:: Podany tekst ::

Może ktoś z takimi upodobaniami potrafi fajnie wyjaśnić dlaczego potrzebuje takiego dopingu i czy to zawsze, tak było czy od czegoś się zaczęło ? Ciekawe jest dla mnie zawsze inne spostrzeganie świata.

8 Ostatnio edytowany przez Roxann (2022-09-05 18:05:33)

Odp: Nuda w łóżku

Nie wiem jak może się wkraść monotonia przy takim wachlarzu urozmaiceń. smile Być może przy 15 latach związku, częstym seksie i wysokim libido z obu stron tak się może zdarzyć.
Jesteście jednak jeszcze młodzi i takie refleksje są jak dla mnie nieco niepokojące bo w sumie spróbowaliście niemal wszystkiego.
Odpowiem więc w nieco przewrotny sposób, może mniej seksu, tak byście za nim oboje zatęknili, a wtedy odkrywali siebie od nowa i od nowa. Skupili na tym co tu i teraz, a nie na doznaniach z nowości. Oczywiście nie mówię by celowo zwlekać miesiąc ale ... chociaż tydzień czy nawet dwa raz na jakiś czas.
Inna rzecz to doświadczenie, wiadomo, że te 15l eksperymenów robi wrażenie ale... żeby z jakiejś nawet pozycji czerpać przyjemność, trzeba nad nią popracować, to samo z zabawkami. Domyślam się, że też tak u Was nie było, że próbujecie coś raz i koniec, coś innego musi być na kolejny raz. Czasem warto się skupić na jednej rzeczy i ją przetestować kilka/wiele razy.
A jak już koniecznie musicie znaleźć coś nowego, to jak napisała Ajko przebieranki są fajne. Ja bym dodała do tego jeszcze striptiz do muzyki wink

9 Ostatnio edytowany przez Ela210 (2022-09-05 18:52:43)

Odp: Nuda w łóżku

Jedyne co to zmienić  partnerów, bo się po prostu nie pociągacie już.
Wybacz, ale to jest tak jakby ktoś dostał danie z przygnilych warzyw i polewą  je ketchupem, chili i, majonezem, sosem tysiąca wysp i innymi specjalami samymi w sobie dobrymi, po to by zabić smak dania podstawowego.
A Wy sobie w daniu podstawowym nie smakujecie po prostu.

10

Odp: Nuda w łóżku
Ela210 napisał/a:

Jedyne co to zmienić  partnerów, bo się po prostu nie pociągacie już.
Wybacz, ale to jest tak jakby ktoś dostał danie z przygnilych warzyw i polewą  je ketchupem, chili i, majonezem, sosem tysiąca wysp i innymi specjalami samymi w sobie dobrymi, po to by zabić smak dania podstawowego.

:::

▶ _Zadania_
**A)** Jakie dodatki, którymi w porównaniu z daniem polewa się przygniłe warzywa, wymienia z nazwy tekst o nudzie w łóżku?
**B)** Co według tekstu o nudzie w łóżku warto dodać do przebieranek?
**C)** Poprowadź dalej tekst o nudzie w łóżku, zaczynając po ostatnim zdaniu.

:: Prezentowane informacje ::

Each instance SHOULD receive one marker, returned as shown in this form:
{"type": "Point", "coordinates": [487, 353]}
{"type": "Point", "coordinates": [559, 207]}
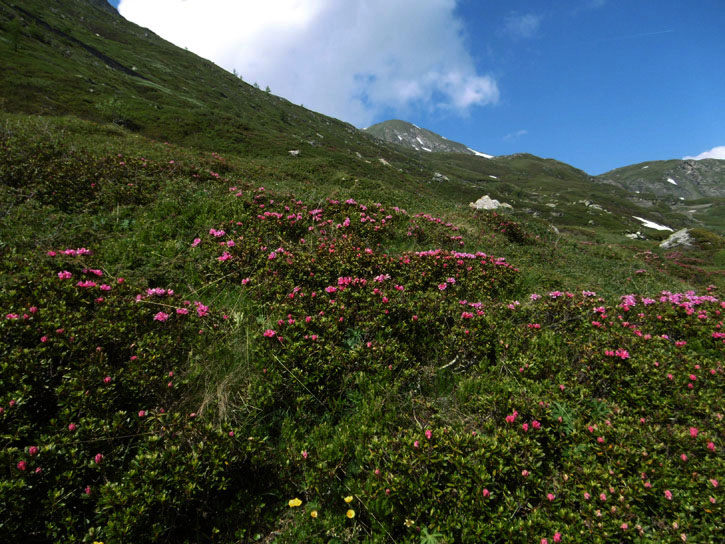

:::

▶ _Odpowiedzi do zadań_
**A)** Ketchup, chili, majonez, sos tysiąca wysp.

**B)** Striptiz do muzyki.

**C)**
A Wy sobie w daniu podstawowym nie smakujecie po prostu.

Ja nie byłam aż tak dosadna ale dla mnie to też dziwne, że pomimo tylu urozmaiceń wciąż nuda. Przecież każdy seks (nawet w tej samej pozycji) jest inny. O ile człowiek na nim skupia. A nie tylko na eksperymentowaniu i dążeniu do coraz nowych, innych wrażeń.
Dlatego napisałam, że takie podejście do seksu jest dla mnie niepokojące.

11

Odp: Nuda w łóżku

Tak czytam sobie ta liste i cieżko mi uwierzyć, że dla kogoś zwykłe pieszczoty czy seks oralny sa urozmaiceniem..Rozumianym tutaj jako ogólny rodzaj współżycia a nie konkretny indywidualny przypadek.

12

Odp: Nuda w łóżku

Podejrzewam, że to robota trolla tongue

Odp: Nuda w łóżku

Ilość wariantów, pozycji, okoliczności, wariacji w seksie jest ograniczona....i tego nie zmienisz.

I jeśli w tym wszystkim nie ma uczucia....to nic nie poradzisz. Trzeba zmienić partnera....następnego....i jeszcze jednego....
....kolejnego.....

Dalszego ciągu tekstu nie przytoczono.